» **TEXT UNDER STUDY**
Tuesday, February 10
If asked, I would have said that I'm not a collector. Of anything. No stamps, or pincushions, or thimbles, spoons, china ... nope, not me. I have lots of books, but I'm not collecting them. Collectors worry about first editions and condition and so forth. I'm only concerned that all the pages are present and accounted for, and not stuck together. I also find myself buying lots of yarn, but that's because I intend to use it, not display it.
But for all that I don't deliberately collect anything, I do find that there are things I have an awful lot of. Containers, for instance. Cardboard, tin, ceramic, whatever, I can't seem to get rid of them. And not particularly special ones either. I mean, I'm not oohing and ahing because I have a limited edition pillbox or anything. It's just that once a box with lid comes into my environment, I can't let go of it. I'm sure I'll find the perfect use for it and if I do get rid of it, probably come to regret doing so at some point in the future. They're useful, which gives me a perfectly good excuse for saving them. If, in fact, they actually got used. Mostly they get forgotten about until I need to clean out a closet or drawer and then ...

» **TASK INSTRUCTIONS**
Retype the passage from the entry about not being a collector that opens with the words containing "But for all" and closes with "and then ...".

(Stored dataset items)
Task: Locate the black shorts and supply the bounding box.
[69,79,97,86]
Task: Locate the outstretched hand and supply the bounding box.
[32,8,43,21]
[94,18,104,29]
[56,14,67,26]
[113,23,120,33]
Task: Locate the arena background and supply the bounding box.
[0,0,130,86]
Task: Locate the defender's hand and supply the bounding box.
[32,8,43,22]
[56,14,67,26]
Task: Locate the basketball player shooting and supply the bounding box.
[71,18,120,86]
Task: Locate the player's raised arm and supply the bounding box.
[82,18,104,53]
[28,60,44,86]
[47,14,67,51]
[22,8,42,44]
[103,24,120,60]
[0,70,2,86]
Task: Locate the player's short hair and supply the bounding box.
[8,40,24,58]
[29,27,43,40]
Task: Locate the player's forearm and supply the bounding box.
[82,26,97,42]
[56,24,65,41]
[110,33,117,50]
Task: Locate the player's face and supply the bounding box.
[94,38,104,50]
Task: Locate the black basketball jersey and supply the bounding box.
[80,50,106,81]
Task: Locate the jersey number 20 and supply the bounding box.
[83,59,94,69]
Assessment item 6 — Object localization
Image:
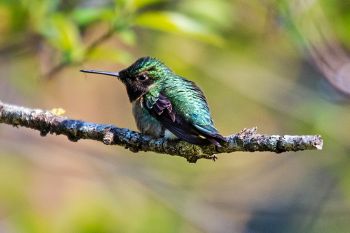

» **EXERCISE SOLUTION**
But for all that I don't deliberately collect anything, I do find that there are things I have an awful lot of. Containers, for instance. Cardboard, tin, ceramic, whatever, I can't seem to get rid of them. And not particularly special ones either. I mean, I'm not oohing and ahing because I have a limited edition pillbox or anything. It's just that once a box with lid comes into my environment, I can't let go of it. I'm sure I'll find the perfect use for it and if I do get rid of it, probably come to regret doing so at some point in the future. They're useful, which gives me a perfectly good excuse for saving them. If, in fact, they actually got used. Mostly they get forgotten about until I need to clean out a closet or drawer and then ...